Reproduce the records from the line containing "the cloud, each" up to and including the final line, swapping "rocky headland" for "coastal bluff" and leaving everything else unchanged. Provide only those lines.
────────────────────
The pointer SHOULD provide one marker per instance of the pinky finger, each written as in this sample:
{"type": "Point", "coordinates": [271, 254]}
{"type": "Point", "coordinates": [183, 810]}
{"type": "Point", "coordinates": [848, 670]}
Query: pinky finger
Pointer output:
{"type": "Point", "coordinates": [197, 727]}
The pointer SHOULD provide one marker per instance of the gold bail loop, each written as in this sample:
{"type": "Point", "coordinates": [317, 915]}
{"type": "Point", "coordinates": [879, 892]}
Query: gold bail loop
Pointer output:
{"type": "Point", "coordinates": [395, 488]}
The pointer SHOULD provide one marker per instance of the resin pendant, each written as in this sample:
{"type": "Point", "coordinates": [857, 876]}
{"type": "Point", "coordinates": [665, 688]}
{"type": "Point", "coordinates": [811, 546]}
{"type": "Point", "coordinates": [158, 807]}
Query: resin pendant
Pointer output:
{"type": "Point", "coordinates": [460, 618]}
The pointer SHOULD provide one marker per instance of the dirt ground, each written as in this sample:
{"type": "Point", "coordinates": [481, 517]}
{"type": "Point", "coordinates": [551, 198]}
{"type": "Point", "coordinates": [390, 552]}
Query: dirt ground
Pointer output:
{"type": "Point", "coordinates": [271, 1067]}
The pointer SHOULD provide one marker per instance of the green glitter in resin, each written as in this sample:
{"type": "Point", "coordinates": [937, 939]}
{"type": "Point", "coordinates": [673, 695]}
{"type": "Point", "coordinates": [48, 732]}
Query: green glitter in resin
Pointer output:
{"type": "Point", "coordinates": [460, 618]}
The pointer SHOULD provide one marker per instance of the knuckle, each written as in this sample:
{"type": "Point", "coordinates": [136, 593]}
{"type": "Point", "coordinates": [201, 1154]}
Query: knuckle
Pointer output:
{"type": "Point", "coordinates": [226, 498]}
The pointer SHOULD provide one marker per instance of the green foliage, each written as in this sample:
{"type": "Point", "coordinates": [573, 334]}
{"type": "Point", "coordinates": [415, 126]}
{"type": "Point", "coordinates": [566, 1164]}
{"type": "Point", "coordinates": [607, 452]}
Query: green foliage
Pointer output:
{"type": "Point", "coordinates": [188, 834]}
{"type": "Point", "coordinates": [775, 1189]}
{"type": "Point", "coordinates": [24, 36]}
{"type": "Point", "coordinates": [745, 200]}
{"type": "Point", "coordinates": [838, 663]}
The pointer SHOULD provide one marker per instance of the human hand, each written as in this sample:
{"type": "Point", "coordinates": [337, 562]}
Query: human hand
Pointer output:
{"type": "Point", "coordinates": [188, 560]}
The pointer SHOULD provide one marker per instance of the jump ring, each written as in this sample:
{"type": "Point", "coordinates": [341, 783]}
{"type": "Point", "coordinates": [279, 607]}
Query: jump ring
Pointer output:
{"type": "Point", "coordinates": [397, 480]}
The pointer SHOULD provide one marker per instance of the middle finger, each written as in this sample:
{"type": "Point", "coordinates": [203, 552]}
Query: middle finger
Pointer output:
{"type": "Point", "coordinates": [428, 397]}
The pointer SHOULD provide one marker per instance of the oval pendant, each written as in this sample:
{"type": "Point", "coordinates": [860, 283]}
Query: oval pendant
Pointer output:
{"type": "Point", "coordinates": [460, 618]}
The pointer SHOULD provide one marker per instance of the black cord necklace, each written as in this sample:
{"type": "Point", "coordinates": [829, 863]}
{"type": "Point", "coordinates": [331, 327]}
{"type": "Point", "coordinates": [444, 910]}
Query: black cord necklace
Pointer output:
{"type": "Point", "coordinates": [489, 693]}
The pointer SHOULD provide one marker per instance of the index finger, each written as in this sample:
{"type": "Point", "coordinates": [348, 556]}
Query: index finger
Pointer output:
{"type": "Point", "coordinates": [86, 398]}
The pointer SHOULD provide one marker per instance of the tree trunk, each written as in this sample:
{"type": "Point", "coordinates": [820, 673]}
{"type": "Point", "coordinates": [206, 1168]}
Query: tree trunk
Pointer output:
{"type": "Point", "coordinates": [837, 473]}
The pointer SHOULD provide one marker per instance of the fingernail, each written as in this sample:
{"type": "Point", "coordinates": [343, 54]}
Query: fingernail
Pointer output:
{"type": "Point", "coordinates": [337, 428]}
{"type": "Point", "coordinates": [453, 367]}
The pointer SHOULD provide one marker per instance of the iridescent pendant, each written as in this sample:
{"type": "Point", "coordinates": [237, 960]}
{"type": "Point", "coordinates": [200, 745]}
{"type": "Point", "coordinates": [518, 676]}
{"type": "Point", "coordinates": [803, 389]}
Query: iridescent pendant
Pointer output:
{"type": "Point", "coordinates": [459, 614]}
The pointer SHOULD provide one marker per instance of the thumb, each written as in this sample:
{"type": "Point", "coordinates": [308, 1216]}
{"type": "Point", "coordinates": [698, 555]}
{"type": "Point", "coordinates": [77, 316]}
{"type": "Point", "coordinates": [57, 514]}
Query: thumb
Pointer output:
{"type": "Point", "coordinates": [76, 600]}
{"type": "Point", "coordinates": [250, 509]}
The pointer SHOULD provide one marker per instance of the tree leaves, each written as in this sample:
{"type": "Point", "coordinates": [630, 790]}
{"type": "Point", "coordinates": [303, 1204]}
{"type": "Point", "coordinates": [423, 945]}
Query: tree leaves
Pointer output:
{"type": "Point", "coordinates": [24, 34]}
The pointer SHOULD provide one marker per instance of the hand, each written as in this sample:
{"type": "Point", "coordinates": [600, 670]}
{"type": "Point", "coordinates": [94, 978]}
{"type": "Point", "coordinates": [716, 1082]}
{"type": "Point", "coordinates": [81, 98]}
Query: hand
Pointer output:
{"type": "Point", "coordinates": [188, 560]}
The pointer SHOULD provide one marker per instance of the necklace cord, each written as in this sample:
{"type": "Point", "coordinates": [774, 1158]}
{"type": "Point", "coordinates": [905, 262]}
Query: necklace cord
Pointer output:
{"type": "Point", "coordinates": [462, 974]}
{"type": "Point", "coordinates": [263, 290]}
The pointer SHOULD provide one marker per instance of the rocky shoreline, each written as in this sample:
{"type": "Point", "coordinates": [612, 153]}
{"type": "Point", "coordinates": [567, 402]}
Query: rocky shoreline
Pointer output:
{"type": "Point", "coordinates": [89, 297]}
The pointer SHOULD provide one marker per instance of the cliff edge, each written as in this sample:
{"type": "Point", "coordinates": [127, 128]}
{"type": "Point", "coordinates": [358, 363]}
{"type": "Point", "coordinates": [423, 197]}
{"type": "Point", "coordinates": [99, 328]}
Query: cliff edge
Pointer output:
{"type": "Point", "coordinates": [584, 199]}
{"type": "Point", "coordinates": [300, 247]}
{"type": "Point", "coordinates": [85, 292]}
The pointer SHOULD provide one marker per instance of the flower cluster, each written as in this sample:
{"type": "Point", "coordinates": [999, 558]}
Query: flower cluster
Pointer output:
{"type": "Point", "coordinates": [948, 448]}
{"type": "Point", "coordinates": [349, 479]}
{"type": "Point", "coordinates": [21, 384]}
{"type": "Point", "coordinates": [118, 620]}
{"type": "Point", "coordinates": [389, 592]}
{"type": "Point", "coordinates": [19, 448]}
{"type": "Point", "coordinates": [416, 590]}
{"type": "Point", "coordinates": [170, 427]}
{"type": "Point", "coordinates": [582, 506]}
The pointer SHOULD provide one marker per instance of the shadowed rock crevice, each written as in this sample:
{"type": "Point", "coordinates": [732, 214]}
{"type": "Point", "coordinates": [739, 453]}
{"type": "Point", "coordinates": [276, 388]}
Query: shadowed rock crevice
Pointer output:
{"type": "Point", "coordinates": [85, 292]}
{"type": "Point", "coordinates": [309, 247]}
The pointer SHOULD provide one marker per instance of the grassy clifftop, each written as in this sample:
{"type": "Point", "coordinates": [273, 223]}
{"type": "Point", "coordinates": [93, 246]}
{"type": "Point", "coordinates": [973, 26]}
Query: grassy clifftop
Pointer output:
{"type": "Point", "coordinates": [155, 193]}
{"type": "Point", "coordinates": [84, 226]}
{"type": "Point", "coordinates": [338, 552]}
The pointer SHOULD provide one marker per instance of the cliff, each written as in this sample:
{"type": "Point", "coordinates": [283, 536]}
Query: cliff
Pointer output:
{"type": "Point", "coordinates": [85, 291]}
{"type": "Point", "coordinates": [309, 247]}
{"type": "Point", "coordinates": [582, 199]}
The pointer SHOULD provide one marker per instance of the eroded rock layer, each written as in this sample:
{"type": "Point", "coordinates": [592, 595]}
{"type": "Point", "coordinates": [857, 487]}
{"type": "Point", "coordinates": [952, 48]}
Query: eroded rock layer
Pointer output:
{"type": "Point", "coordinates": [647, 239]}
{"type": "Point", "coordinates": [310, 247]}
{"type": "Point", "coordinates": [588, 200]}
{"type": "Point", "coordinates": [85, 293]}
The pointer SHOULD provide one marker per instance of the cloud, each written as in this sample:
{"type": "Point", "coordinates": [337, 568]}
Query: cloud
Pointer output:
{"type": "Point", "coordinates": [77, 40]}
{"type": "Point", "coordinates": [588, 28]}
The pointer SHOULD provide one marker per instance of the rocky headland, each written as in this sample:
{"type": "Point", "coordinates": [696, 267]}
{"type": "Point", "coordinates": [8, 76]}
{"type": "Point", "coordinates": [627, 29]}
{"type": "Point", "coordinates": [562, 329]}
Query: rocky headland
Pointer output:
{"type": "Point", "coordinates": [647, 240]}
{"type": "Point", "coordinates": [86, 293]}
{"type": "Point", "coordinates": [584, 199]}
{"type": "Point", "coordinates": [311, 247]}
────────────────────
ANSWER TO THIS TASK
The pointer SHOULD provide one marker per instance of the cloud, each written as in this sample:
{"type": "Point", "coordinates": [337, 568]}
Query: cloud
Pointer output:
{"type": "Point", "coordinates": [77, 40]}
{"type": "Point", "coordinates": [588, 28]}
The pointer SHOULD provide one marker per instance of the coastal bluff, each written as in this sample:
{"type": "Point", "coordinates": [696, 267]}
{"type": "Point", "coordinates": [8, 76]}
{"type": "Point", "coordinates": [627, 29]}
{"type": "Point", "coordinates": [562, 329]}
Query: coastal bluff
Pointer output:
{"type": "Point", "coordinates": [647, 240]}
{"type": "Point", "coordinates": [86, 293]}
{"type": "Point", "coordinates": [584, 199]}
{"type": "Point", "coordinates": [311, 247]}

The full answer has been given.